* EXERCISE AIM *
Locate each line in the rows below that contains the word "white", and copy those lines out in full.

* * *

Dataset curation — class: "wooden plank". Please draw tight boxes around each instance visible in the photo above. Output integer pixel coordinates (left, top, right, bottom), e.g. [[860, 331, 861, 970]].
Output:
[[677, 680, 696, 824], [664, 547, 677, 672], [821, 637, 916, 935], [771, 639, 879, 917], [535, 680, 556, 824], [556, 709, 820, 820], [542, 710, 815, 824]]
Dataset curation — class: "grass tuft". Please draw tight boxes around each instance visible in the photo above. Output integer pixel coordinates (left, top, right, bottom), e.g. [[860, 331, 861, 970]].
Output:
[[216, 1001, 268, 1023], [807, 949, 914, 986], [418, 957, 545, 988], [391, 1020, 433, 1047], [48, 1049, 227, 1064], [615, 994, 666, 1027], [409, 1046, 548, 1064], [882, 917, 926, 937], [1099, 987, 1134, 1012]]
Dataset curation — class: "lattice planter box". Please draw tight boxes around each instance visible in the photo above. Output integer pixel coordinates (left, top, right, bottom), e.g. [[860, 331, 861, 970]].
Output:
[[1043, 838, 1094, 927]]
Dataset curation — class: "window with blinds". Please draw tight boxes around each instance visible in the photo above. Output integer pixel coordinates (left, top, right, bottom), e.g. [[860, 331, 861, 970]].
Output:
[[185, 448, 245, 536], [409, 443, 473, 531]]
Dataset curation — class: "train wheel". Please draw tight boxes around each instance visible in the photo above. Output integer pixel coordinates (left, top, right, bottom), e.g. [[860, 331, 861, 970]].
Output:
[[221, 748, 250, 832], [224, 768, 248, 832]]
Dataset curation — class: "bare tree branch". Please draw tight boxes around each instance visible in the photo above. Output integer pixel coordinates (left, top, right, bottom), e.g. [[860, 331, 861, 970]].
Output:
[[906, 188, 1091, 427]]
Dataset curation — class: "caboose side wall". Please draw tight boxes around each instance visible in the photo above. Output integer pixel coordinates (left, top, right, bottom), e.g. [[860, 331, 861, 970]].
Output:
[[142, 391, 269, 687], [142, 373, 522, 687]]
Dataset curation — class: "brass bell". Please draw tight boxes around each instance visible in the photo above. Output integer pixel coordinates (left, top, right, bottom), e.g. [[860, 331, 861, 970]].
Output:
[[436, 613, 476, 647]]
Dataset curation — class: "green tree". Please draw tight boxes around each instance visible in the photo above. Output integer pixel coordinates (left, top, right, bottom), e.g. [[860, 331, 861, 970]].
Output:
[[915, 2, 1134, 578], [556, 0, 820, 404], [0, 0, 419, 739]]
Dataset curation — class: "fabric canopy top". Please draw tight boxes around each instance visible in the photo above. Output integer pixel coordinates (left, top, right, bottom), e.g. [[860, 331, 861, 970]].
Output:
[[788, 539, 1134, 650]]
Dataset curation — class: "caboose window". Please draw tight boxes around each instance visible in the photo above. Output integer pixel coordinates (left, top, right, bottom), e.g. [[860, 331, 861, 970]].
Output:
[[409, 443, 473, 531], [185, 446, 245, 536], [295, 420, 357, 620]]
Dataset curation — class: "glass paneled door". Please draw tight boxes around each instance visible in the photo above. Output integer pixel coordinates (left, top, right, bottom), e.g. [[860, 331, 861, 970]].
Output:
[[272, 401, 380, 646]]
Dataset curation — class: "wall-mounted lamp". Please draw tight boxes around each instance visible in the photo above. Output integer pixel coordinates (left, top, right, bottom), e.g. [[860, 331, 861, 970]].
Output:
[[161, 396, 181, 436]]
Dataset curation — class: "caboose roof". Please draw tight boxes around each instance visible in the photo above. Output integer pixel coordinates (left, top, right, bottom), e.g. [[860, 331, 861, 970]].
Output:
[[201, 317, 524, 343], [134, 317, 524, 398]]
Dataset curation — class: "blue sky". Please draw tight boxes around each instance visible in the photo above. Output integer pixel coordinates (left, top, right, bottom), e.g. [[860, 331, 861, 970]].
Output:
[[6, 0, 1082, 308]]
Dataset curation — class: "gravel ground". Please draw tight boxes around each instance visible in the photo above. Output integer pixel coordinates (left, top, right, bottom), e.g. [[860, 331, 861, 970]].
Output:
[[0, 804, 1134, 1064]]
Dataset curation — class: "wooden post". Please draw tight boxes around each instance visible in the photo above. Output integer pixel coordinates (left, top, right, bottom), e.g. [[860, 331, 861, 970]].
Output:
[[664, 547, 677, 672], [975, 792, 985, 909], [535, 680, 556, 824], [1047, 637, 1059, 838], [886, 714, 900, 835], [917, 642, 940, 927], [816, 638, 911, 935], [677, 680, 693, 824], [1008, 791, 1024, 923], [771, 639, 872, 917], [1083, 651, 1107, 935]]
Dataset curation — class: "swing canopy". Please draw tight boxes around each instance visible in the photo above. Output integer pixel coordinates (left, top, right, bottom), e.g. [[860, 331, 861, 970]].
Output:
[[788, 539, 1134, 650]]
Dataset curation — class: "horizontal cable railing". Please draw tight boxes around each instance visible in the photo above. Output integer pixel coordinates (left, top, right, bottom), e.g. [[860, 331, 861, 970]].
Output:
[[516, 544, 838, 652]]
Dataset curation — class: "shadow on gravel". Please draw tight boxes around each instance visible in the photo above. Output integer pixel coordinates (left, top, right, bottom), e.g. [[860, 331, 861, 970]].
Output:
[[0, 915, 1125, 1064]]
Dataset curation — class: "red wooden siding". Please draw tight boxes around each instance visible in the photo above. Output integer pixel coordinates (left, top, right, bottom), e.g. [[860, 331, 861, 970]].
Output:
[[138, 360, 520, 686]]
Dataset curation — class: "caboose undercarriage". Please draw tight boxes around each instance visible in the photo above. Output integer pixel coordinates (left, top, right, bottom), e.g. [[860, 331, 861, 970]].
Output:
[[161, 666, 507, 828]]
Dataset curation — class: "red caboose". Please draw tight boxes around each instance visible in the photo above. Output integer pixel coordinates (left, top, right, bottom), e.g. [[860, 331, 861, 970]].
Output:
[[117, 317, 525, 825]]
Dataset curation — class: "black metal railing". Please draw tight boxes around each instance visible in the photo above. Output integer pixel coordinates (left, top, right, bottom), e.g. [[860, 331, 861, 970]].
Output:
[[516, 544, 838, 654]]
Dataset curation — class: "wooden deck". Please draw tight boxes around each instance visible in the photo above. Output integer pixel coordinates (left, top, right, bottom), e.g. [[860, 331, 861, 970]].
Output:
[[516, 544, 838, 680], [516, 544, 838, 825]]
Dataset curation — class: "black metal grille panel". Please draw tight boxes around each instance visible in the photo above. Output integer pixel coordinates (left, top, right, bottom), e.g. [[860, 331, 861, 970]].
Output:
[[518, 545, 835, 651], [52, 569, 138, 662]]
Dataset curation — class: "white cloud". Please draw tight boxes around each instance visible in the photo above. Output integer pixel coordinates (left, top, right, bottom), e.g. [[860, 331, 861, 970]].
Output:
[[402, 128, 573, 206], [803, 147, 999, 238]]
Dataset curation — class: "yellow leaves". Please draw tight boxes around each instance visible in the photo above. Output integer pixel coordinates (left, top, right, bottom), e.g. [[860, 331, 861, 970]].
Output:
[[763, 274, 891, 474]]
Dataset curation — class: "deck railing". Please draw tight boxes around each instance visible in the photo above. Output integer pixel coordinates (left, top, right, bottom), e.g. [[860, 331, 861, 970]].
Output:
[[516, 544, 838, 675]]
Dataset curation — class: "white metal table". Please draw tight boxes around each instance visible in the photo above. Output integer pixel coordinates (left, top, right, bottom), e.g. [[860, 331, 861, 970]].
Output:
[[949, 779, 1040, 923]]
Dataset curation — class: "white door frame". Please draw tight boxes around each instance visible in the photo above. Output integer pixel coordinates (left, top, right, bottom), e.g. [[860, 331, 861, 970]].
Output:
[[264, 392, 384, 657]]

* * *

* REPLY *
Dataset curation — class: "white cloud". Please draw tight boxes around each instance visible in the photo above. Output integer pixel coordinates (left, top, right, bottom), e.g. [[860, 331, 861, 970]].
Dataset curation — class: "white metal table". Please draw tight boxes around each instance visible in the photo above. Output integer pixel coordinates (left, top, right, bottom), e.g. [[860, 331, 861, 970]].
Dataset curation — class: "white door frame". Please draw tight boxes around each instance visible in the photo above. Output integer pixel coordinates (left, top, right, bottom), e.g. [[860, 331, 861, 970]].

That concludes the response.